Problem details: Your output should be the line that contains "column 301, row 777" and all lines after it in the records, retyped exactly through the last one.

Given records:
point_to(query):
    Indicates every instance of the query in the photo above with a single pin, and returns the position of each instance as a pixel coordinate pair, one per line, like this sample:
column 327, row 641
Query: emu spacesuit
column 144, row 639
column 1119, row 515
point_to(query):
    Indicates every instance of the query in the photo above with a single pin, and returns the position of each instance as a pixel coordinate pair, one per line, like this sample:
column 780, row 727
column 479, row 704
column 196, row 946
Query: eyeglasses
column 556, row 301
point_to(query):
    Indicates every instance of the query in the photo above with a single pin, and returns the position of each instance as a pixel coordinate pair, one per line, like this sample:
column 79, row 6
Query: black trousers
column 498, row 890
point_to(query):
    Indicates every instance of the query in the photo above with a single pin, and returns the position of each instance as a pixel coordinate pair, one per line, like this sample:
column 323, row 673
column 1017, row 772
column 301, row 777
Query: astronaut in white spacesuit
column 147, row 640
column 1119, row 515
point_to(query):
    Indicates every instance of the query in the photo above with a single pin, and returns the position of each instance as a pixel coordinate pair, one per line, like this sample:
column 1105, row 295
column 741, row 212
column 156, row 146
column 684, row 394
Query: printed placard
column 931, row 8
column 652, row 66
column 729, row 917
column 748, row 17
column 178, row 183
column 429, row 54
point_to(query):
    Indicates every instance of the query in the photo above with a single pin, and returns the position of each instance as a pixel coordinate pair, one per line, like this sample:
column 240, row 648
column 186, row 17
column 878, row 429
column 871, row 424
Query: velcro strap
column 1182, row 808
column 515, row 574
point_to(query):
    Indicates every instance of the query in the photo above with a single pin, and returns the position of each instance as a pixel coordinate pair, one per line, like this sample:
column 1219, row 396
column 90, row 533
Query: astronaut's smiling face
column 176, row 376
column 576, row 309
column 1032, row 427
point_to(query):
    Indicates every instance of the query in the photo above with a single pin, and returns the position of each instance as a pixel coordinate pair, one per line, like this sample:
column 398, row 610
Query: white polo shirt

Solution:
column 301, row 777
Query: astronaut in white spacesuit
column 147, row 640
column 1119, row 515
point_to(query):
    Indicates every instance of the query in the photo above with a single pin, and returns the position of each instance as a pixel coordinate pair, one per line, like this sample:
column 1105, row 295
column 741, row 212
column 156, row 146
column 684, row 394
Query: printed placard
column 931, row 8
column 652, row 66
column 729, row 917
column 748, row 17
column 178, row 183
column 429, row 54
point_to(query):
    Indicates every instance of the query in the photo above with a single pin, and returns the position of each instance as a pixel coordinate pair, one per line, like this sample:
column 240, row 648
column 186, row 17
column 878, row 429
column 871, row 424
Query: velcro strap
column 1182, row 808
column 515, row 574
point_to(query):
    Indicates every instance of the query in the photo above with a single pin, and returns the position of each instance as a pixel coordinate pair, one per line, like this sample:
column 1219, row 396
column 90, row 533
Query: astronaut's smiling face
column 176, row 376
column 576, row 309
column 1032, row 427
point_to(query):
    Indicates every instance of the query in the photo above with a single pin, and returns the position of each instance as a pixel coordinate pair, one per line, like this sample:
column 398, row 610
Query: white polo shirt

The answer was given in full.